What you have to do: Pictures should be left out while the data beneath this task is written out word for word.

Material for the task:
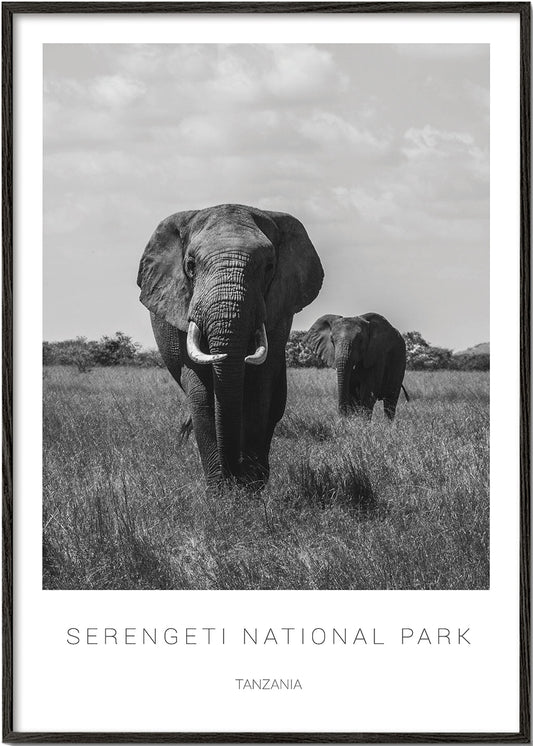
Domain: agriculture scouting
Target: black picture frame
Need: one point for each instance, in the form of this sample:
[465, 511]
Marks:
[9, 11]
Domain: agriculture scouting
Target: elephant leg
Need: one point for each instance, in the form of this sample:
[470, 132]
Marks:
[389, 405]
[198, 385]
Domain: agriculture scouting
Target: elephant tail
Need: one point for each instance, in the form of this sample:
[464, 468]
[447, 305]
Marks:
[185, 429]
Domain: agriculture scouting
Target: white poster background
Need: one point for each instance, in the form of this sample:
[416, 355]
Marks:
[377, 688]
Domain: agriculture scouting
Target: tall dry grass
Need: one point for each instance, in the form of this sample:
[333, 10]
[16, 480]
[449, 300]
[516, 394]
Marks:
[349, 505]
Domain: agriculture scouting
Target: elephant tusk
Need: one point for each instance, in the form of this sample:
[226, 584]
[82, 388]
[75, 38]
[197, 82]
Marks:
[193, 347]
[260, 355]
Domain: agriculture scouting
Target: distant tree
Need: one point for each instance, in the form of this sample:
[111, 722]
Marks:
[117, 350]
[422, 356]
[149, 359]
[78, 352]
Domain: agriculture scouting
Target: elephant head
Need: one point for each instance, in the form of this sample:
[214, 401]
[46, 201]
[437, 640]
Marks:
[227, 277]
[368, 354]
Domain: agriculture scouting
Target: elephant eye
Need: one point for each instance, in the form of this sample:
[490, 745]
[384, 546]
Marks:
[189, 267]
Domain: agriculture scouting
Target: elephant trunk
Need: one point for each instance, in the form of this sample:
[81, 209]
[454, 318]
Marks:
[344, 370]
[229, 330]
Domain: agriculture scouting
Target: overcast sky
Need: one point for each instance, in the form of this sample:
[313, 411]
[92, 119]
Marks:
[382, 151]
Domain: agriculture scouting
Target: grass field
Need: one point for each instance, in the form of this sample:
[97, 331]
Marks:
[347, 506]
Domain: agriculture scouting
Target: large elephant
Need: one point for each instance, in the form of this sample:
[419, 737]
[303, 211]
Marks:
[369, 355]
[222, 285]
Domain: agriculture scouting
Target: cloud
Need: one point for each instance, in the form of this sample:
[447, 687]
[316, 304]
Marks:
[115, 90]
[444, 52]
[385, 161]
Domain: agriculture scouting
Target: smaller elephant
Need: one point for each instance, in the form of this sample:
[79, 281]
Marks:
[369, 355]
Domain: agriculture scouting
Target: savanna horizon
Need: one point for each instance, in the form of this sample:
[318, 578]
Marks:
[349, 505]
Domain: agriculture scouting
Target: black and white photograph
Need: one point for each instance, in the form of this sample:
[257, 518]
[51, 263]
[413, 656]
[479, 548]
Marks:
[266, 316]
[266, 372]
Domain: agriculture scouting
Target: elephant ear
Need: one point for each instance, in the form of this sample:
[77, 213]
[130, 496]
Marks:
[165, 288]
[318, 338]
[298, 275]
[378, 339]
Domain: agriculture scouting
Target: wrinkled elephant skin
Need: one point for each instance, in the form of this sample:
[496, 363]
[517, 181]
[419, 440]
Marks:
[369, 356]
[222, 285]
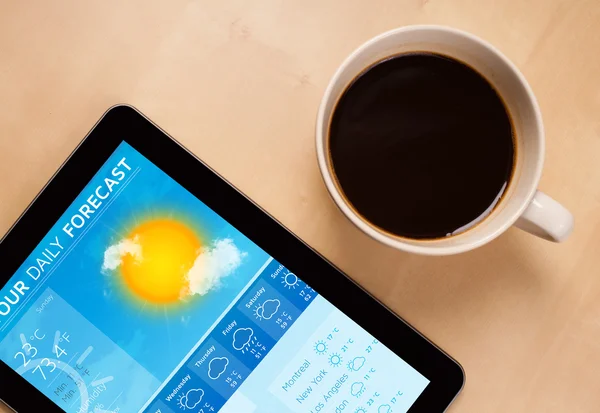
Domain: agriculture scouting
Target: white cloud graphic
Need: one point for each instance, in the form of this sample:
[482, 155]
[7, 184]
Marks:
[114, 254]
[215, 262]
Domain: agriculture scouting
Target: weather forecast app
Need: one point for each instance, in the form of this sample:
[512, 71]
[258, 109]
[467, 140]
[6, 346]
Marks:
[143, 299]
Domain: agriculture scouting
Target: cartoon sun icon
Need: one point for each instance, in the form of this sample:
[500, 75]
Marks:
[320, 347]
[290, 280]
[168, 250]
[335, 360]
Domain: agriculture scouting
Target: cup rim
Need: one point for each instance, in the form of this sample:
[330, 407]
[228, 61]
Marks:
[424, 247]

Expected answer:
Domain: agriculture scouting
Target: black picture frame
Need: one point for each instance, in the form of this sample:
[465, 511]
Marks:
[9, 11]
Domain: agriculture scouting
Target: elephant leg
Need: one point for each instance, in the form of this sample:
[470, 132]
Marks:
[389, 405]
[198, 385]
Domain: agriculture scouting
Target: elephant tail
Need: one point for each instance, in the form of this sample:
[464, 468]
[447, 305]
Marks:
[185, 429]
Domain: agriculture scouting
Target: white poster background
Need: one point for each instance, in the form of this sample:
[416, 355]
Marks:
[377, 688]
Domain: agriculture scouting
Target: tall dry grass
Need: one point for each instance, in the form of this sample:
[333, 10]
[16, 480]
[449, 300]
[516, 394]
Marks:
[349, 505]
Domain: agriculture scouting
Target: elephant tusk
Need: one point for each instance, in the form of this sample:
[226, 584]
[82, 388]
[75, 38]
[197, 82]
Marks:
[193, 347]
[260, 355]
Domain: agriculture scouting
Target: distant tree
Need: one point for each instance, in the form of this sample:
[111, 722]
Marks:
[117, 350]
[422, 356]
[149, 359]
[78, 352]
Domain: agriculture scouting
Target: elephant head
Need: one point for each instance, in the form of this sample:
[214, 401]
[46, 201]
[437, 640]
Marks:
[227, 277]
[368, 354]
Domain: agriculture scouting
Target: elephant eye
Need: one point for each instance, in the form of this sample:
[490, 745]
[384, 546]
Marks:
[189, 267]
Domain: agriculture scouting
Target: elephant trunk
Need: one point for each instance, in the form of this sample:
[81, 209]
[454, 318]
Marks:
[344, 370]
[229, 330]
Domain: agriculture scouting
Target: overcast sky
Need: one point for each instance, in the form of this sample:
[313, 411]
[92, 119]
Marks:
[382, 151]
Domain: agriculture scouting
Target: grass field
Need: one point for each instance, in the form of this sample:
[97, 331]
Marks:
[347, 506]
Domain: agriculture scouting
Target: large elephant
Need: one point for each instance, in the form of this sample:
[419, 737]
[303, 211]
Marks:
[369, 355]
[222, 285]
Domain: agriculture scouting
Target: cloud
Need: one point for each instance, in the form of this sample:
[447, 687]
[316, 304]
Marks:
[115, 90]
[444, 52]
[385, 161]
Domain: agriculture scouting
Target: smaller elephant
Need: one point for each instance, in the form of this sample:
[79, 281]
Marks:
[369, 355]
Domain: agriculture scouting
Target: savanna horizon
Need: one point for each instance, in the form of this sample:
[318, 578]
Marks:
[349, 505]
Domain: agriculture scouting
Target: black and white photograph
Need: one point for each instance, in the form of this sample:
[257, 518]
[51, 263]
[413, 656]
[479, 548]
Marks:
[266, 316]
[266, 372]
Domain: agriculture scouting
Target: elephant ear
Need: one point for each instance, in the form of this sample:
[77, 213]
[130, 496]
Marks:
[165, 288]
[318, 338]
[298, 275]
[378, 339]
Domain: agriculture scouting
Target: wrinkled elephant skin
Need: one point for each instance, in the form of this sample:
[496, 363]
[517, 181]
[419, 440]
Marks:
[369, 356]
[222, 285]
Domain: agriculture scouting
Target: white cloud graphic
Need: one point for each instance, in the form of this sample:
[482, 155]
[7, 184]
Marks:
[114, 254]
[215, 262]
Domain: agriculture scouting
Target: weather forecast app
Need: one point for each instance, in the form of this sample:
[512, 71]
[258, 109]
[467, 140]
[6, 346]
Marks:
[143, 299]
Domain: agriculture scouting
Target: cartoon sun icon
Need: one point for each instance, in the form of this sample:
[500, 75]
Marks:
[320, 347]
[290, 280]
[168, 250]
[335, 360]
Domain: agriculture scouting
Target: cup rim
Need: one point for each instance, in the form of this sample:
[330, 407]
[228, 61]
Marks:
[424, 247]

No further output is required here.